WRITTEN INSTRUCTION A:
List every sentence in the passage on religion and monotheism that ends with a question mark.

PASSAGE TO READ:
And bad things happened because the gods were against you or certain spirits had it out for you?

Yes, you had done something to offend a god or spirit. However, it was not originally a moral lapse. That's an idea you see as societies get more complex. When you have a small group of hunter-gatherers, a robust moral system is not a big challenge. Everyone knows everybody, so it's hard to conceal anything you steal. If you mess with somebody too much, there will be payback. Moral regulation is not a big problem in a simple society. But as society got more complex with the invention of agriculture and writing, morality did become a challenge. Religion filled that gap.

But it's easier to explain why bad things happen in these older religions. You can attribute it to an angry spirit. It's harder to explain evil if there's an all-powerful, all-loving God.

The problem of evil is a product of modern religion. If you believe in an omnipotent and infinitely good God, then evil is a problem. If God is really good -- and can do anything He or She wants -- why do innocent people suffer? If you've got a religion in which the gods are not especially good in the first place, or they're not omnipotent, then evil is not a problem.

Why did monotheism first develop?

My explanation for Abrahamic monotheism is different from the standard one. I believe it emerged later than most people think -- in the 6th century BCE, when Israelite elites were exiled by the Babylonians who conquered them. The spirit of monotheism was originally a lot less sunny and benign than people claim. Morally, it got better, but at its birth, monotheism was fundamentally about retribution.
Israel was a small nation in a bad neighborhood that got kicked around. This culminated in the exile, which was humiliating. It dispossessed the Israelites. It's not crazy to compare the mind-set of the Israelites then to the mind-set of today's Palestinians, who feel humiliated and dispossessed. This kind of mind-set brings out the belligerence in a religion. You see that in the Book of Isaiah, thought to be written by so-called Second Isaiah. These are the earliest scriptures in the Bible that are clearly monotheistic. You get the sense that monotheism is about punishing the various nations that have persecuted Israel.

So you see a connection between the political power of a people and the god they believed in?

In ancient times, there was always a close association between politics and gods. The victor of a war was always the nation whose god beat the other god. But the specific political dynamic that monotheism reflected at its birth was Israel's desire to punish other nations by denying the very existence of their gods, and also envisioning a day when Israel's god, Yahweh, would actually subjugate those nations.

Does Yahweh become a tool for Israelite kings to consolidate power?

You see that especially with King Josiah. Israel was polytheistic for a lot longer than most people think. A lot of things factored into its movement toward monotheism. One was a king who wanted to eliminate domestic political rivals. Those political rivals would have claimed access to various gods other than Yahweh, so King Josiah wanted to eliminate them. He killed some of them and also made it illegal to worship their gods. That gets you to the brink of monotheism. I think the exile pushes you over. You have a very belligerent, exclusive monotheism, whose very purpose is to exclude other nations from this privileged circle of God's most favored people.

EXERCISE DATA:

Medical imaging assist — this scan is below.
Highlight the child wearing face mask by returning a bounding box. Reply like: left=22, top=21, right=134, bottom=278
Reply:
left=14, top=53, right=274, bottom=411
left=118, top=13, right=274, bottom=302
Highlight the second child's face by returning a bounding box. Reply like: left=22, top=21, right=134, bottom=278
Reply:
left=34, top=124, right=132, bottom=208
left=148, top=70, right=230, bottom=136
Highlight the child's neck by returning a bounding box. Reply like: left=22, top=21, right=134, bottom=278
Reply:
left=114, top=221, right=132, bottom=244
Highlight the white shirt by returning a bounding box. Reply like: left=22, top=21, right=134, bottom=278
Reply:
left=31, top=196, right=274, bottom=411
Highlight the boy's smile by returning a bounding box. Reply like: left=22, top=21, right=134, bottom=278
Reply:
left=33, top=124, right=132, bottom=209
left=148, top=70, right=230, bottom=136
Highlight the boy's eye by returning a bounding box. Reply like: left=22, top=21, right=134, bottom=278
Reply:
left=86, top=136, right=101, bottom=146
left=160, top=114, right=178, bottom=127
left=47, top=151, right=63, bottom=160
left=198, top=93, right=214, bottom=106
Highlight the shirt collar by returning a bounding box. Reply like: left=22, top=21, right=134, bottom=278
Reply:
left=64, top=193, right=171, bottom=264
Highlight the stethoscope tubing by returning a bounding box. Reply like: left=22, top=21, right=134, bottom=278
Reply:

WRITTEN INSTRUCTION B:
Reproduce word for word the part of the records that opens with the line containing "Highlight the boy's smile" and runs through the end of the records.

CORRECT RESULT A:
- And bad things happened because the gods were against you or certain spirits had it out for you?
- If God is really good -- and can do anything He or She wants -- why do innocent people suffer?
- Why did monotheism first develop?
- So you see a connection between the political power of a people and the god they believed in?
- Does Yahweh become a tool for Israelite kings to consolidate power?

CORRECT RESULT B:
Highlight the boy's smile by returning a bounding box. Reply like: left=22, top=21, right=134, bottom=278
Reply:
left=33, top=124, right=132, bottom=209
left=148, top=70, right=230, bottom=136
Highlight the boy's eye by returning a bounding box. Reply like: left=22, top=21, right=134, bottom=278
Reply:
left=86, top=136, right=101, bottom=146
left=160, top=114, right=178, bottom=127
left=47, top=151, right=63, bottom=160
left=198, top=93, right=214, bottom=106
Highlight the shirt collar by returning a bounding box. Reply like: left=22, top=21, right=134, bottom=278
Reply:
left=64, top=193, right=171, bottom=264
Highlight the stethoscope tubing by returning a bounding box. Reply like: left=22, top=21, right=134, bottom=278
Reply:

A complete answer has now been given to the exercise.